• [Data for this task]:
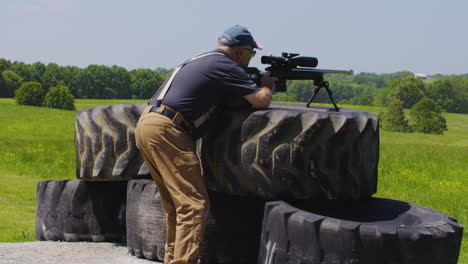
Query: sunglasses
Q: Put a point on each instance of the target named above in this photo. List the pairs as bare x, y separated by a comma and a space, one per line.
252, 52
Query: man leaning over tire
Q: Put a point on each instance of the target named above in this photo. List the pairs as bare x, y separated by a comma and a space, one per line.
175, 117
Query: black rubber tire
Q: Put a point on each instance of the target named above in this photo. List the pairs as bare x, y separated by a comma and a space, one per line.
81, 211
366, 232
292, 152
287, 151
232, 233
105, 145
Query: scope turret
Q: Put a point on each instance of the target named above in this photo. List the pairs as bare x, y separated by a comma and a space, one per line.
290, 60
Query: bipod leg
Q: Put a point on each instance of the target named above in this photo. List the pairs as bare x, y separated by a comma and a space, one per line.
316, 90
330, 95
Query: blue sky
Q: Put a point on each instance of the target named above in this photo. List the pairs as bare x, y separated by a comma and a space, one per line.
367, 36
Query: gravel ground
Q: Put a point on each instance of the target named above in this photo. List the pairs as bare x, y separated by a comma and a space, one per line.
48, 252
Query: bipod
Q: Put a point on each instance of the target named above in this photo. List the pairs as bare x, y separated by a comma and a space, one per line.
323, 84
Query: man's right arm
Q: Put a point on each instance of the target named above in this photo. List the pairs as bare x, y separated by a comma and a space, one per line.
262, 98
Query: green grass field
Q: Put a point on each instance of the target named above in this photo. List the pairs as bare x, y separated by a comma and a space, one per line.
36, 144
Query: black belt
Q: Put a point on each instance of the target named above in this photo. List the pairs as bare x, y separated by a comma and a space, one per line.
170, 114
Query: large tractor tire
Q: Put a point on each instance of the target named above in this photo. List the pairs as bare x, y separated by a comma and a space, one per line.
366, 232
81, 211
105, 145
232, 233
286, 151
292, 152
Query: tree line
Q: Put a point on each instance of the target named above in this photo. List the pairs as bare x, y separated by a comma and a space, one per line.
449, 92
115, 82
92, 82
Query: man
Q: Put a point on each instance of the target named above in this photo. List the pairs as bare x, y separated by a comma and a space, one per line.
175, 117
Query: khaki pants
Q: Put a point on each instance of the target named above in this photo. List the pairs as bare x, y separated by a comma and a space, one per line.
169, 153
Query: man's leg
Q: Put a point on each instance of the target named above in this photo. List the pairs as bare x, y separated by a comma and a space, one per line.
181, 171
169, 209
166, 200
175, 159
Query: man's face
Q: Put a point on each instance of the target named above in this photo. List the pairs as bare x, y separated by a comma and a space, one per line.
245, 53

* * *

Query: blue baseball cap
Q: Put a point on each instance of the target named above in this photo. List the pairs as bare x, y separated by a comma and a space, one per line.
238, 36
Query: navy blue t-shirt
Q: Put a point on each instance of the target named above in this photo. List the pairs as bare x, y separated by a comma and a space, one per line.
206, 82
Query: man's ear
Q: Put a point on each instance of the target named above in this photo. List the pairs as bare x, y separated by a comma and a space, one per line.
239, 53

==

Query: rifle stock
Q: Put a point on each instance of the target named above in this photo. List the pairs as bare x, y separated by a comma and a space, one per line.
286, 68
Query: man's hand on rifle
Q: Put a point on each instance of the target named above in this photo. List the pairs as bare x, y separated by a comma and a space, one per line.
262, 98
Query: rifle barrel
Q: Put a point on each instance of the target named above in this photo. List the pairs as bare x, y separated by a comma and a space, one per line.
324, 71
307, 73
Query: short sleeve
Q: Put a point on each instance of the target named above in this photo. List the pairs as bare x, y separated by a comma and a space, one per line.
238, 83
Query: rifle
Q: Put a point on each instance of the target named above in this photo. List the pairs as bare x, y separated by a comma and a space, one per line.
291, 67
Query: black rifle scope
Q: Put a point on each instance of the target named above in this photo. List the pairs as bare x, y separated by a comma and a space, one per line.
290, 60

• [Requirements]:
Pick out every line of the records above that contains the word "black", and copy each one. Case counts.

• [Correct response]:
Query: black rubber tire
Query: black belt
Query: black rifle scope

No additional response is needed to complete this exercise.